##### DATA RECORDS #####
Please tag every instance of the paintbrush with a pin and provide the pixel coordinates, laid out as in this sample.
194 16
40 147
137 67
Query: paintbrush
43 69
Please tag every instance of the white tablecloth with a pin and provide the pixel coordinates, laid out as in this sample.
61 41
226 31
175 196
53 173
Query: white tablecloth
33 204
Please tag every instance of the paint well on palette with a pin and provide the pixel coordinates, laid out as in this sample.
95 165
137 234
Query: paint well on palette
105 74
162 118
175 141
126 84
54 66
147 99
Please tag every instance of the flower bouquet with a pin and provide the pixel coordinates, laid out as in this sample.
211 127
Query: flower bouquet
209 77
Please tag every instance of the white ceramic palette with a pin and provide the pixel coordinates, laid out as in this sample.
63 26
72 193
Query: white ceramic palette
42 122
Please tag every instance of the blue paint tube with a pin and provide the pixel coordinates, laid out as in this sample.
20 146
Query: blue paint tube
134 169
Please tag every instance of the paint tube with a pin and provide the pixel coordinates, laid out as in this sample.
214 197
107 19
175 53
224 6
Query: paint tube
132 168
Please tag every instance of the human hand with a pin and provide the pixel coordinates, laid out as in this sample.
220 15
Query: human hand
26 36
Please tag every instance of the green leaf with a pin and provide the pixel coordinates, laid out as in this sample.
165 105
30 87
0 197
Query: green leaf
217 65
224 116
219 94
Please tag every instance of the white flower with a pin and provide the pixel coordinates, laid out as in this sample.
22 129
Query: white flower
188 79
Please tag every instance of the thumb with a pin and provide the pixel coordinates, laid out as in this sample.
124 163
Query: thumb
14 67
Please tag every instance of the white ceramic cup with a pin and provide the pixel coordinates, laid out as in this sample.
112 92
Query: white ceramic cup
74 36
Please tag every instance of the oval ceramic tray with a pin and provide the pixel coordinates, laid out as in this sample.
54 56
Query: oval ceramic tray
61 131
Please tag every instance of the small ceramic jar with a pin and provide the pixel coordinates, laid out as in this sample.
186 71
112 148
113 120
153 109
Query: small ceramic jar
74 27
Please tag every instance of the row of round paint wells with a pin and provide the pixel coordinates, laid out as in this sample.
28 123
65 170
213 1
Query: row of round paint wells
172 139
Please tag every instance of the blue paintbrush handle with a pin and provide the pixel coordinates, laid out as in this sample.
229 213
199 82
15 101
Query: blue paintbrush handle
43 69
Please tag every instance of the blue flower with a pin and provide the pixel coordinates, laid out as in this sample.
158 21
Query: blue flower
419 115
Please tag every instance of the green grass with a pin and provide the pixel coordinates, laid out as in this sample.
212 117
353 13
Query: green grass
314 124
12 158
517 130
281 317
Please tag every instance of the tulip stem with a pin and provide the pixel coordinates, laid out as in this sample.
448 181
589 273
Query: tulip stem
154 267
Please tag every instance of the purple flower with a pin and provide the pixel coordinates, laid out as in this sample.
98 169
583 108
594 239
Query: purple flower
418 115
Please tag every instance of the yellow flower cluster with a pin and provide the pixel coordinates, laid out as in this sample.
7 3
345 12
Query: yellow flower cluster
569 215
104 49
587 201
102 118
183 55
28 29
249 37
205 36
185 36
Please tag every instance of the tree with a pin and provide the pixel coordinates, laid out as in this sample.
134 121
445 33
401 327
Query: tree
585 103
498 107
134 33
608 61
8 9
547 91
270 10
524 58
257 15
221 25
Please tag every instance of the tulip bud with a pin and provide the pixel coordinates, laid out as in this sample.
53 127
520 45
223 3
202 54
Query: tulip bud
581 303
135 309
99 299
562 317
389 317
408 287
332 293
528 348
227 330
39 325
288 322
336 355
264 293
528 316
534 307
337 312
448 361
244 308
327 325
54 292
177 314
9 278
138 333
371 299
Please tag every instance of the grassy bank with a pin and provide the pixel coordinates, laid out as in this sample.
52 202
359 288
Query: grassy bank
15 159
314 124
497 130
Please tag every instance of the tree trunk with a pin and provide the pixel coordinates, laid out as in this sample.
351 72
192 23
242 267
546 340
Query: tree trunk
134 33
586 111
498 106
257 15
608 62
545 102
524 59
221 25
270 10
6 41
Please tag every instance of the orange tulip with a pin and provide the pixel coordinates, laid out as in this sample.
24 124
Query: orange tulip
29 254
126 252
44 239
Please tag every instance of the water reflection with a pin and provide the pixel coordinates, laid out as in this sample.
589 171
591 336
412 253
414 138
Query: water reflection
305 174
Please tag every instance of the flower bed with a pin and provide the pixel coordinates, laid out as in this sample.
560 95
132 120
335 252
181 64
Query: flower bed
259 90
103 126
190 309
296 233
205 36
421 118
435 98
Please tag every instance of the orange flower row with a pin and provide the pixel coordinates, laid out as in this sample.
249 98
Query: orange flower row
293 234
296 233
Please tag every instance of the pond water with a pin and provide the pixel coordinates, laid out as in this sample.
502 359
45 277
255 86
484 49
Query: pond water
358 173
#####
◆ TASK TO COMPLETE ◆
Each line above should be reproduced exactly, with nothing omitted.

◆ EXERCISE OUTPUT ◆
Please tag every instance of the paintbrush with a pin and provide the pixel coordinates, laid out as in this sample.
194 16
40 147
137 67
Query: paintbrush
43 69
Please tag every instance of the white tablecloth with a pin and provide the pixel coordinates, laid out as in this sample.
61 41
226 31
175 196
53 173
Query: white tablecloth
33 204
Please tag every instance of the paint well on palette with a pin and provide the pixel coordinates, laid out as in this sample.
95 165
137 234
Query: paint well on palette
105 74
162 118
175 141
126 84
54 66
147 99
Please tag every instance of the flower bouquet with a pin and provide the pixel coordinates, laid out as in this sample.
211 127
Query: flower bouquet
209 77
Please tag every instance of the white ceramic palette with a pin and provide the pixel coordinates, laid out as in this sample.
63 26
72 193
Query: white ceramic palette
42 122
Please tag every instance of the blue paint tube with a pin and provide the pixel coordinates, laid out as in this sample.
20 146
Query: blue paint tube
134 169
Please tag every instance of the paint tube with a pin and provide the pixel coordinates, laid out as in this sample.
214 197
107 19
175 53
224 6
Query: paint tube
132 168
Please tag every instance of the human hand with a pin and provide the pixel coordinates, laid out as in this sample.
220 15
Query: human hand
26 36
Please tag every instance of the green leaf with a pin and provide the pixel coordinates, laid out as in this sample.
165 105
30 87
0 197
Query: green leaf
217 65
224 116
219 94
Please tag every instance of the white flower with a pin and provide the pixel coordinates, laid out as in this sample.
22 129
Query: white flower
188 79
Please tag every instance of the thumb with a pin and provide the pixel coordinates, laid out as in this sample.
124 163
Query: thumb
14 67
Please tag every instance of the white ceramic cup with a pin and provide the pixel coordinates, laid out as in this sample.
112 92
Query: white ceramic cup
74 36
Please tag every instance of the oval ceramic tray with a pin and provide the pixel coordinates, laid out as in this sample.
54 56
Query: oval ceramic tray
61 131
Please tag every instance of the small ceramic jar with a pin and provide the pixel coordinates, laid out as in this sample.
186 71
112 148
113 120
153 109
Query: small ceramic jar
74 27
Please tag every instance of the row of round paint wells with a pin and provide the pixel coordinates, laid out as in this sample.
28 123
65 170
213 1
Query: row of round paint wells
172 139
Please tag every instance of the blue paintbrush handle with a pin and provide the pixel coordinates, laid out as in this sample.
229 213
199 82
15 101
Query: blue paintbrush handle
43 69
Please tag every instance of the blue flower with a pin and provide the pixel coordinates, laid out as in this sample.
158 21
Query: blue flower
419 115
Please tag every instance of the green grass with a pin and provide the pixel coordinates, laid out as in this sample.
212 117
353 13
Query: green grass
314 124
12 158
517 130
281 317
Please tag every instance of the tulip stem with a pin and provide the pixel coordinates, laid out as in this sample.
448 181
589 273
Query: tulip stem
154 267
Please tag every instance of the purple flower with a pin and provide the pixel coordinates, laid out as in this sample.
98 169
583 108
594 239
Query: purple flower
418 115
Please tag every instance of the yellow flower cluster with a pin and provide the pixel coordinates, laid out as in this sample.
7 3
345 12
Query: yellow flower cluster
569 215
104 49
587 201
102 118
183 55
28 29
249 37
205 36
185 36
Please tag every instance of the tree with a pin and provide the pixel coordinates, laid out as in this sample.
134 121
445 33
401 327
Query: tree
585 103
498 107
134 33
608 61
8 9
547 91
270 10
524 58
257 15
221 25
Please tag every instance of the tulip bud with a pin and provide the pixel coordinates, laid out as in this sample.
53 127
520 45
223 3
202 54
Query: tulip bud
581 303
135 309
99 299
562 317
389 317
408 287
332 293
528 348
227 330
39 325
288 322
336 355
264 293
528 316
534 307
337 312
448 361
244 308
327 325
54 292
177 314
9 278
138 333
371 299
Please tag every instance of the grassy bank with a pin and provide the pixel coordinates, laid out as in this sample.
52 202
359 288
Query: grassy bank
15 159
314 124
497 130
Please tag every instance of the tree trunk with a pin and provide the pixel coordinates, laid out as in this sample.
351 72
192 23
242 267
546 340
Query: tree trunk
134 33
586 111
498 106
257 15
608 62
545 102
524 59
221 25
270 10
6 41
Please tag every instance of the orange tulip with a pin and provide the pixel coordinates, laid out as in this sample.
24 124
Query: orange tulip
29 254
126 252
44 239
Please tag every instance of the water reflection with a pin and provide the pixel coordinates, laid out as in this sample.
589 171
591 336
412 253
414 138
Query: water reflection
305 174
Please tag every instance of the flower bed with a pin and provide the pixel coordinates, laid out as in this sample.
560 95
132 120
335 252
181 64
Query: flower bed
259 90
103 126
190 309
296 233
205 36
421 118
435 98
Please tag every instance of the orange flower row with a pin and provide the pixel coordinates, laid out as in this sample.
249 98
Query: orange flower row
293 234
296 233
Please tag every instance of the pond water with a pin and provide the pixel coordinates, laid out as in this sample.
502 359
45 277
255 86
484 49
Query: pond water
358 173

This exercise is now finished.